REQUIRED ACTION
Once you find the line with "# Target: rainbow" in the data below, transcribe exactly each line from there to the line with "# Target: woman's nose", inclusive, and nothing else. Drop the pictures.

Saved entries
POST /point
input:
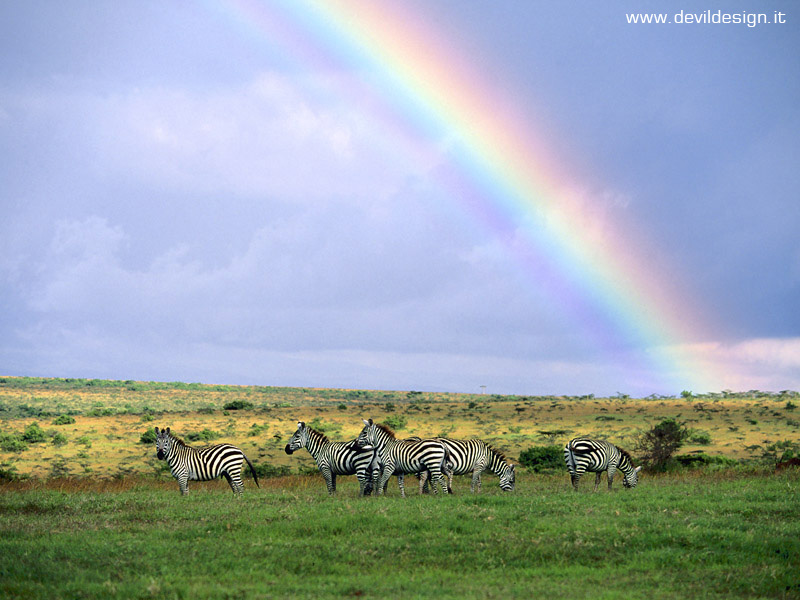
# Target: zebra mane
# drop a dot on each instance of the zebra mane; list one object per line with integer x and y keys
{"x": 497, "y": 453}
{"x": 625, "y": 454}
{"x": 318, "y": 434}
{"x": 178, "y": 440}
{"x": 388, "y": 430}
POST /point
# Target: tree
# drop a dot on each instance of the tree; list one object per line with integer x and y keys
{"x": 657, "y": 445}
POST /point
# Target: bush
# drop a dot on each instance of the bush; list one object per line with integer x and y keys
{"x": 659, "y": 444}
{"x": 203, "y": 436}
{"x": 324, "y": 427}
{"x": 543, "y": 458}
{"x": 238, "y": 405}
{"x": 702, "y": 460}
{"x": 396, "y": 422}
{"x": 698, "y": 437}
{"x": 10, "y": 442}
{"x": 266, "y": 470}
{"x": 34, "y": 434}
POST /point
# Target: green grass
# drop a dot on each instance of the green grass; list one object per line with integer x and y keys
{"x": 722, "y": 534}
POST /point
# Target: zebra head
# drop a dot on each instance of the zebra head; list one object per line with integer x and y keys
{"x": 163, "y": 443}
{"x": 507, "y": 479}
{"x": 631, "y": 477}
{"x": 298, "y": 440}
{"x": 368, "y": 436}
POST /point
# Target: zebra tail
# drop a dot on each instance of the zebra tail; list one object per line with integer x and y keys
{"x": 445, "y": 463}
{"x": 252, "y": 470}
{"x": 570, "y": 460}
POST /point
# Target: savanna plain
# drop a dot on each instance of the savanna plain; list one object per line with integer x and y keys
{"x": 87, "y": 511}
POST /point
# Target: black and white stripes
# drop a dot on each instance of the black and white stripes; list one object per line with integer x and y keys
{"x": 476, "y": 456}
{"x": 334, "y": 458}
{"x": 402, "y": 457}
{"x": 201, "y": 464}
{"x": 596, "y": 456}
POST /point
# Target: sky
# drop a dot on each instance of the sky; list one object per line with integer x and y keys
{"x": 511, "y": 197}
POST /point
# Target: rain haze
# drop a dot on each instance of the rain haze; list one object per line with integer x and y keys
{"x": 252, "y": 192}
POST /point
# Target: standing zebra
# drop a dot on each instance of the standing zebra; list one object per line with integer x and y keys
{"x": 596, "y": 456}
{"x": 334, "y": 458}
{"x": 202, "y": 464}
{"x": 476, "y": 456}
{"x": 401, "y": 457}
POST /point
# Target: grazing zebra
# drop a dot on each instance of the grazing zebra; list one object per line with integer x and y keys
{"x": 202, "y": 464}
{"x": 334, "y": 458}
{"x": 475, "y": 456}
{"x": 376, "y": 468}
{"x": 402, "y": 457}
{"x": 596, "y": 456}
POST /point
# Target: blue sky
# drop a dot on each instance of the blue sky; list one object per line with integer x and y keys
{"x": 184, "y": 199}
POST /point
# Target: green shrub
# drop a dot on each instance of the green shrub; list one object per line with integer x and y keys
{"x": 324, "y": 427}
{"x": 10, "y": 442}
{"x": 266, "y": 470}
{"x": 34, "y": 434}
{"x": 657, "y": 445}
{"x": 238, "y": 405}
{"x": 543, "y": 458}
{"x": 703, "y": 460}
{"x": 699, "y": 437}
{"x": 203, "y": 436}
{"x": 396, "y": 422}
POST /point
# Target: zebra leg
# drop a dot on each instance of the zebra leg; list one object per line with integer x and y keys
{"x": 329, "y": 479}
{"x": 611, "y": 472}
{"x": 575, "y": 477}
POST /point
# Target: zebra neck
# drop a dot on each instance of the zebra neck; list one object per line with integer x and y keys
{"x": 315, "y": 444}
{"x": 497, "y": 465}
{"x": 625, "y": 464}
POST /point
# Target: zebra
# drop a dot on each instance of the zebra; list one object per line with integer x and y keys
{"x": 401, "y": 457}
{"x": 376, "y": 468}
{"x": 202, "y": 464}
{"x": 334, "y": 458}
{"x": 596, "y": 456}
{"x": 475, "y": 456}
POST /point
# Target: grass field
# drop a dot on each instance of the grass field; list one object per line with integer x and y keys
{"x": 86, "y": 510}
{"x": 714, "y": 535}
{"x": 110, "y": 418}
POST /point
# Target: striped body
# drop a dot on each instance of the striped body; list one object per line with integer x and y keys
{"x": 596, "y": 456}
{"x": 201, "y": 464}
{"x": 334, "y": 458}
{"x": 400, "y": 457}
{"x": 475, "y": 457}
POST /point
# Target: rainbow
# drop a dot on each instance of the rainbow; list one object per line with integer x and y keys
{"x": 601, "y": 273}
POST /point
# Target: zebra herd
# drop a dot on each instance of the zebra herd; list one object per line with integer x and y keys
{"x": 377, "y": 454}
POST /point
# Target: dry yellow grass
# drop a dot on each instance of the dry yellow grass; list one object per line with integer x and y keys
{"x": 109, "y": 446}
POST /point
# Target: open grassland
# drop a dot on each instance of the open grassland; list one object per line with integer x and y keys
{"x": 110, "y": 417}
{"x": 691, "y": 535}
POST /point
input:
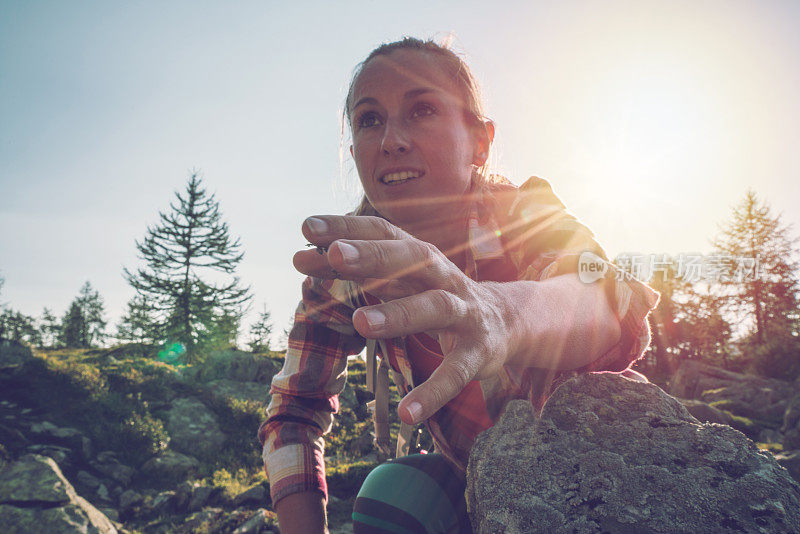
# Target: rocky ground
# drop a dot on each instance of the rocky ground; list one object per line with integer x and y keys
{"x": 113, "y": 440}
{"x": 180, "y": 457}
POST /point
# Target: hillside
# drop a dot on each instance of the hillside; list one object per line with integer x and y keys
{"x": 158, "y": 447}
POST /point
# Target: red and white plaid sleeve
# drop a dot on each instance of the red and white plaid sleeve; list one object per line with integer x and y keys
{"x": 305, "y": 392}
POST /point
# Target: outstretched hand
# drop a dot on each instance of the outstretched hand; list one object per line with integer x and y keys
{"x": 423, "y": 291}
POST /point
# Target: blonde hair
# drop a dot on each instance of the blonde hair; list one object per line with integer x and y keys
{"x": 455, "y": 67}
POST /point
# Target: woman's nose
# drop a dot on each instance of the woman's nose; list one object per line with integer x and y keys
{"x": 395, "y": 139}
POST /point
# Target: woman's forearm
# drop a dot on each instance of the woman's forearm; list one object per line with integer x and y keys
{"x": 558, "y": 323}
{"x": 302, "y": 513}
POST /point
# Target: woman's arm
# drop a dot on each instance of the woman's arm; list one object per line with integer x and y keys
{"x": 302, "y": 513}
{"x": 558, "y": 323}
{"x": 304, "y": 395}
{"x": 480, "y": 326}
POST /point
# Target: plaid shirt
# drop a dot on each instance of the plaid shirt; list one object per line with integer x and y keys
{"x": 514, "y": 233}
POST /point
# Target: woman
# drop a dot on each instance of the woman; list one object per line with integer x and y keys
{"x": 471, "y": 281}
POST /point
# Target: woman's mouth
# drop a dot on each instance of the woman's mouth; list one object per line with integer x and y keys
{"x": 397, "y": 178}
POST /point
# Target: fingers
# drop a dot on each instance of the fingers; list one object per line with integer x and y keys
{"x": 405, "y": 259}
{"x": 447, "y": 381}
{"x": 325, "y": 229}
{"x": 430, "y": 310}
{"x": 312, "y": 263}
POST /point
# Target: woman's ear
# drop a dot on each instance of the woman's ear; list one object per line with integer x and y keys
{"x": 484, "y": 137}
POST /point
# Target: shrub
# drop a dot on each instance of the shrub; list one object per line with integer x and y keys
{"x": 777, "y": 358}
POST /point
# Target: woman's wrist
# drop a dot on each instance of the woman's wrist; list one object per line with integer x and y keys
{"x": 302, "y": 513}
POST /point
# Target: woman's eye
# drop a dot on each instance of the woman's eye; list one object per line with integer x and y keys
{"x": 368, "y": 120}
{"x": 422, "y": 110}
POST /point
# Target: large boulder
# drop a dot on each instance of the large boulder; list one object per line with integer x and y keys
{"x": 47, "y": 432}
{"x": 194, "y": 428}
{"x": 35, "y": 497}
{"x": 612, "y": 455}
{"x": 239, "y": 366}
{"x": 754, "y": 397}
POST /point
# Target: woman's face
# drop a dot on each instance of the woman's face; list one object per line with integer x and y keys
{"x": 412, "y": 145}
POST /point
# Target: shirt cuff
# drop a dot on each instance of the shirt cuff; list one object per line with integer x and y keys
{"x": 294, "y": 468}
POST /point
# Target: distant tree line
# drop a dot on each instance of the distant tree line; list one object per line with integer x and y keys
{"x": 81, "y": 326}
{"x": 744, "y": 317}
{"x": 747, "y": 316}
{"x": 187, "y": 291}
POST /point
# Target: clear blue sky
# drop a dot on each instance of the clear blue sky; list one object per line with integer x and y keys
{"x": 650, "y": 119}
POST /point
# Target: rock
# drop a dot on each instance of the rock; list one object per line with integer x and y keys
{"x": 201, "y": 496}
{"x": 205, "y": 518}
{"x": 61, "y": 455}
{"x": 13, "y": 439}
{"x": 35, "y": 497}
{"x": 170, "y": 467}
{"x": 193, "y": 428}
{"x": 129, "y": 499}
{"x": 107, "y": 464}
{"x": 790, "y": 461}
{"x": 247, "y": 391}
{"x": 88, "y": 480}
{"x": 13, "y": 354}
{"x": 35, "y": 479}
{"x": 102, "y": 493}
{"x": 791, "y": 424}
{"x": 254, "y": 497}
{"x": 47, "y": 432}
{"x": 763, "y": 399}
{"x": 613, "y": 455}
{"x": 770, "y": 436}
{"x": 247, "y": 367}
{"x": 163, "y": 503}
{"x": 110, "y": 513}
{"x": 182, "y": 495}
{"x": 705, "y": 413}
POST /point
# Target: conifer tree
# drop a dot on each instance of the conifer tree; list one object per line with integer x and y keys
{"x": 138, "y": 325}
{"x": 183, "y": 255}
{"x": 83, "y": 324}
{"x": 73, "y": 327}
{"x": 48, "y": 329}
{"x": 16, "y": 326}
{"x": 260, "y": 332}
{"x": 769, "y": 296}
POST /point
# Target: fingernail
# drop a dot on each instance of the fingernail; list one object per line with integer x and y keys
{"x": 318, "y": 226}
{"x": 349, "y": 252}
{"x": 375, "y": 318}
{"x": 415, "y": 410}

---

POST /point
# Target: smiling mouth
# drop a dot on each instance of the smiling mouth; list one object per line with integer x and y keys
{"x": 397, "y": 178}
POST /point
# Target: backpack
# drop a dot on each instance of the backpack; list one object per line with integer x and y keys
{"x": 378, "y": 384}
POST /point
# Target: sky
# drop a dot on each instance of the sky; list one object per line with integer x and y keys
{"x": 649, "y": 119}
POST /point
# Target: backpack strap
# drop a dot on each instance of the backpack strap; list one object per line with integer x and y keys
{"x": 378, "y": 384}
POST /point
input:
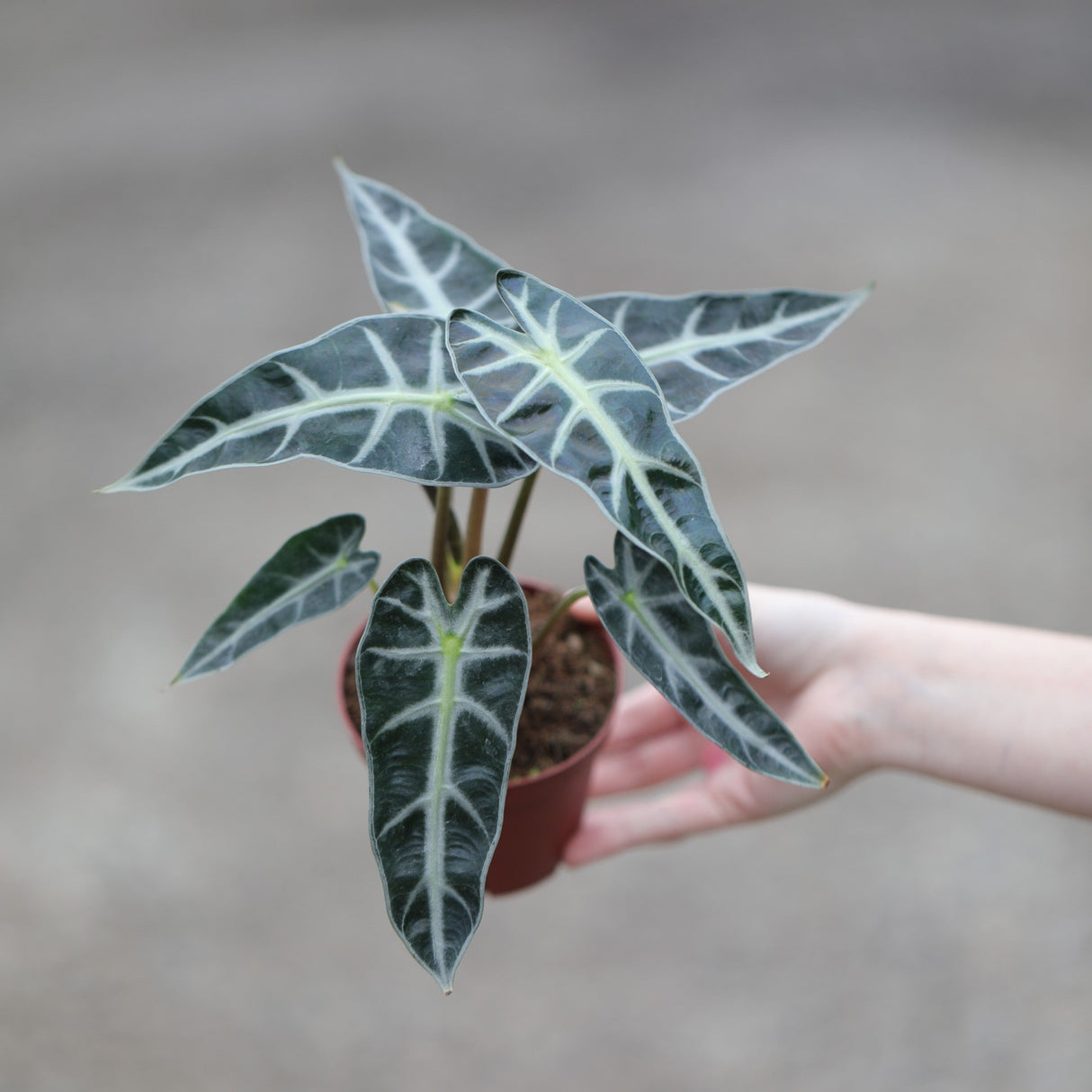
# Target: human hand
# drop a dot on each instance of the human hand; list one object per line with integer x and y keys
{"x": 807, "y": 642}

RESPONSE AREA
# Target: rainbow
# drop a dot on each instance of the rainbow; list one object per line with integer x and y keys
{"x": 601, "y": 273}
POST /point
# Target: zebra herd
# drop a dot on each instance of the zebra herd; list one object per line with integer x and y keys
{"x": 377, "y": 454}
POST /point
# Target: dry yellow grass
# drop a dot on each instance of the dry yellow grass; list one object per line with integer x and y keys
{"x": 109, "y": 446}
POST /point
# Target: open grassland
# drop a dot on each instance of the open grassland; list one object per line with integer x and y keys
{"x": 110, "y": 417}
{"x": 691, "y": 535}
POST /point
input:
# Target: rocky ground
# drop a dot on each instance of the rocky ground; list one object per line with integer x and y keys
{"x": 113, "y": 440}
{"x": 180, "y": 457}
POST /point
# Target: hillside
# drop a dot on each instance of the hillside; list one object per line with integer x and y keys
{"x": 158, "y": 447}
POST /point
# Target: red and white plaid sleeve
# drop a dot on each instance of the red and white plaid sleeve; list one object per line with integer x and y keys
{"x": 305, "y": 392}
POST /point
# Target: outstretched hand
# drop a dot on each instance of the outstretched hand; list one object per line with integer x and y keys
{"x": 423, "y": 291}
POST /point
# Target: blonde hair
# drop a dot on each instance of the blonde hair; list one object per line with integer x and y keys
{"x": 455, "y": 67}
POST /point
# Target: woman's nose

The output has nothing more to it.